Short problem
Retype the material below. Keep every word exactly as it is.

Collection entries

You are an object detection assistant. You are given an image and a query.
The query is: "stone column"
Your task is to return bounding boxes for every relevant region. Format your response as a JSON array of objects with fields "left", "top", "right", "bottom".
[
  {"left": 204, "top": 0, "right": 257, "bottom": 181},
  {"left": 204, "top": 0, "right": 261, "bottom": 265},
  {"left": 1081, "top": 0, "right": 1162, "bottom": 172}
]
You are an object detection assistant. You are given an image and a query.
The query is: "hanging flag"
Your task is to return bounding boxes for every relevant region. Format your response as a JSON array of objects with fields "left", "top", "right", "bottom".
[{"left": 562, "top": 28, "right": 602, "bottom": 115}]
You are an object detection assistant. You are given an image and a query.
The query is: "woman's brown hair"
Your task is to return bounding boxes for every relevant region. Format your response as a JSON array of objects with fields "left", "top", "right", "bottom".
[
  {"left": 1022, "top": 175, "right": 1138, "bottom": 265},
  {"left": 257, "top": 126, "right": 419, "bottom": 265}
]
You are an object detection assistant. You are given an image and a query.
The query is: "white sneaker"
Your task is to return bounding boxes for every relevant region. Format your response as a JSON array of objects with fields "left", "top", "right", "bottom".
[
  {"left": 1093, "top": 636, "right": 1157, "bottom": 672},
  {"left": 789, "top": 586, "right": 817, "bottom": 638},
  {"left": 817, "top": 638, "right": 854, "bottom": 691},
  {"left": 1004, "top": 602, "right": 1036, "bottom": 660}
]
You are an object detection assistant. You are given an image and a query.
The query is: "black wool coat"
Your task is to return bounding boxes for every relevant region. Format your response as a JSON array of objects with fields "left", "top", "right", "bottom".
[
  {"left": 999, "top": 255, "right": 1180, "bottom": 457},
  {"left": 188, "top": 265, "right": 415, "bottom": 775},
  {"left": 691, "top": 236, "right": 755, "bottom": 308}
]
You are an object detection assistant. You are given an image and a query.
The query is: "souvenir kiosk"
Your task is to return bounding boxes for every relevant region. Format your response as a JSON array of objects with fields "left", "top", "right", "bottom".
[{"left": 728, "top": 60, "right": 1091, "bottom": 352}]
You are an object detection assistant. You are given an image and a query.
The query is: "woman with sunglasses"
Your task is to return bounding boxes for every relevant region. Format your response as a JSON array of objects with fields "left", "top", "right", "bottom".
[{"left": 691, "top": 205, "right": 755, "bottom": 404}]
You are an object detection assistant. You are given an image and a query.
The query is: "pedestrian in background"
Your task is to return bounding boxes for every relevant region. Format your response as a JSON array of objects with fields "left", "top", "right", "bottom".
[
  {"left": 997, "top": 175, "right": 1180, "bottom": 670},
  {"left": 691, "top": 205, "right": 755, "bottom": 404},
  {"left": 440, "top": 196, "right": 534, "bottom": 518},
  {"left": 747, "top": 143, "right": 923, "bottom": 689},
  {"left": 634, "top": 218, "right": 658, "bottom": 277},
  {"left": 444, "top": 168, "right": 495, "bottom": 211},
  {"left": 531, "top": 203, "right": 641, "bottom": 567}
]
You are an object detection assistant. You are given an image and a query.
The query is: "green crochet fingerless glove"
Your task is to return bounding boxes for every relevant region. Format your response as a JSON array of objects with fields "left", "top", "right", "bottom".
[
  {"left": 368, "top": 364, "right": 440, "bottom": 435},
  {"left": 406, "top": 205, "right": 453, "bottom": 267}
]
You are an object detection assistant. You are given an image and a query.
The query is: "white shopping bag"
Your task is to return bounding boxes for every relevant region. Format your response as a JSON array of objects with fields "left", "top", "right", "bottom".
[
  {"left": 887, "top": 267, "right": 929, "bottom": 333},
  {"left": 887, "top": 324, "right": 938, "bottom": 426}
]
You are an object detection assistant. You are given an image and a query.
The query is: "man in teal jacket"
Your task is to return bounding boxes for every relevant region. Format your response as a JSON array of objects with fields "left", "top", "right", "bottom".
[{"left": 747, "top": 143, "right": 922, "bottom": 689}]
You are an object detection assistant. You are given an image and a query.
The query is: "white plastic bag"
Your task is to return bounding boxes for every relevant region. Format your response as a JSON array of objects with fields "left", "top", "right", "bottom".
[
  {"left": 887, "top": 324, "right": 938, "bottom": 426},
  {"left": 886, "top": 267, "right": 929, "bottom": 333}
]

Solution to this problem
You are an object detection assistant. You are given an image and a query.
The query is: "stone column"
Your task is to return bounding boxes for every relevant region. Format your response as a JSON array of objects with fields "left", "top", "right", "bottom".
[
  {"left": 204, "top": 0, "right": 257, "bottom": 181},
  {"left": 204, "top": 0, "right": 261, "bottom": 265},
  {"left": 1081, "top": 0, "right": 1162, "bottom": 172}
]
You are an object detection assistant. You are given an image and a query.
The query is: "hanging flag"
Your task is to return bounding boxes for every relevant region. Format your response as a JSON array of objects with fields "left", "top", "right", "bottom".
[{"left": 562, "top": 28, "right": 602, "bottom": 115}]
You are an object detection assistant. You are given an image and a query.
The query is: "woman's brown hair"
Your task is to return bounding boxes for every relevant region. Format your response as a JSON array of objects with fields "left", "top", "right", "bottom".
[
  {"left": 1022, "top": 175, "right": 1138, "bottom": 265},
  {"left": 257, "top": 126, "right": 419, "bottom": 265}
]
You are an object detection assistant. You are given an image and a query.
The query is: "white sneaker"
Your task is to return bounding boxes for every relevant region. Format your response as a JSON array of objects with fields "left", "top", "right", "bottom".
[
  {"left": 1093, "top": 636, "right": 1157, "bottom": 672},
  {"left": 789, "top": 586, "right": 817, "bottom": 638},
  {"left": 817, "top": 638, "right": 854, "bottom": 691},
  {"left": 1004, "top": 602, "right": 1036, "bottom": 660}
]
You are an object detection assistant. You are given an image and a query.
The query is: "black wool coat"
Your task is to return bounding boxes for every relevant region. Format your response as a JSON array of objects with fields "left", "top", "right", "bottom".
[
  {"left": 999, "top": 255, "right": 1180, "bottom": 457},
  {"left": 188, "top": 265, "right": 415, "bottom": 775},
  {"left": 691, "top": 236, "right": 755, "bottom": 308}
]
You are an object detection assistant. You are given an image and a query.
The query is: "souvenir kiosk"
Your task is to return bounding boxes for every relevant region. Format your response as a JSON array of objects with fields "left", "top", "right", "bottom".
[{"left": 728, "top": 60, "right": 1091, "bottom": 352}]
You are an object detection assistant. You are given an image and a query.
The query is: "woman with sunglasses"
Your task is to return bounding boxes for every relevant region. Format your response as a JSON array of objects with fields "left", "top", "right", "bottom".
[{"left": 691, "top": 205, "right": 755, "bottom": 404}]
You are an object detection assistant. You are given an image and a query.
The query is: "pedestrian in background"
Your task is to return bounding boxes for every relevant region. Format your response as a JSON array of objects with fields "left", "top", "right", "bottom".
[
  {"left": 997, "top": 175, "right": 1180, "bottom": 670},
  {"left": 691, "top": 205, "right": 755, "bottom": 404},
  {"left": 440, "top": 196, "right": 534, "bottom": 518},
  {"left": 747, "top": 143, "right": 923, "bottom": 689},
  {"left": 634, "top": 218, "right": 658, "bottom": 277},
  {"left": 444, "top": 168, "right": 495, "bottom": 211},
  {"left": 531, "top": 203, "right": 641, "bottom": 567}
]
You are an object detection assistant. You are given an image and a query.
The query is: "green crochet fingerless glove"
Your task is to return bounding boxes for every relevant region. Format your response as a JSON array of objects with fields "left", "top", "right", "bottom".
[
  {"left": 368, "top": 364, "right": 440, "bottom": 435},
  {"left": 406, "top": 205, "right": 453, "bottom": 267}
]
You are an object detection assistant. You are given an image and a query.
The query is: "white shopping bag"
Your task is to return bounding boxes for every relevant region. Format your response as a JSON array of objects with fields "left", "top", "right", "bottom".
[
  {"left": 887, "top": 267, "right": 929, "bottom": 333},
  {"left": 887, "top": 324, "right": 938, "bottom": 426}
]
You are an object detection assistant. You are given an image and a query.
The query is: "man in teal jacket"
Your task is to return bounding boxes for every relevant region. Format your response as a JSON array of objects with fields "left", "top", "right", "bottom".
[{"left": 747, "top": 143, "right": 922, "bottom": 689}]
You are an object detection assistant. You are given an image and a query.
The query is: "white plastic bag"
Your task is to return bounding boxes for every relevant region. Format your response as a JSON array of objects with fields "left", "top", "right", "bottom".
[
  {"left": 887, "top": 324, "right": 938, "bottom": 426},
  {"left": 886, "top": 267, "right": 929, "bottom": 333}
]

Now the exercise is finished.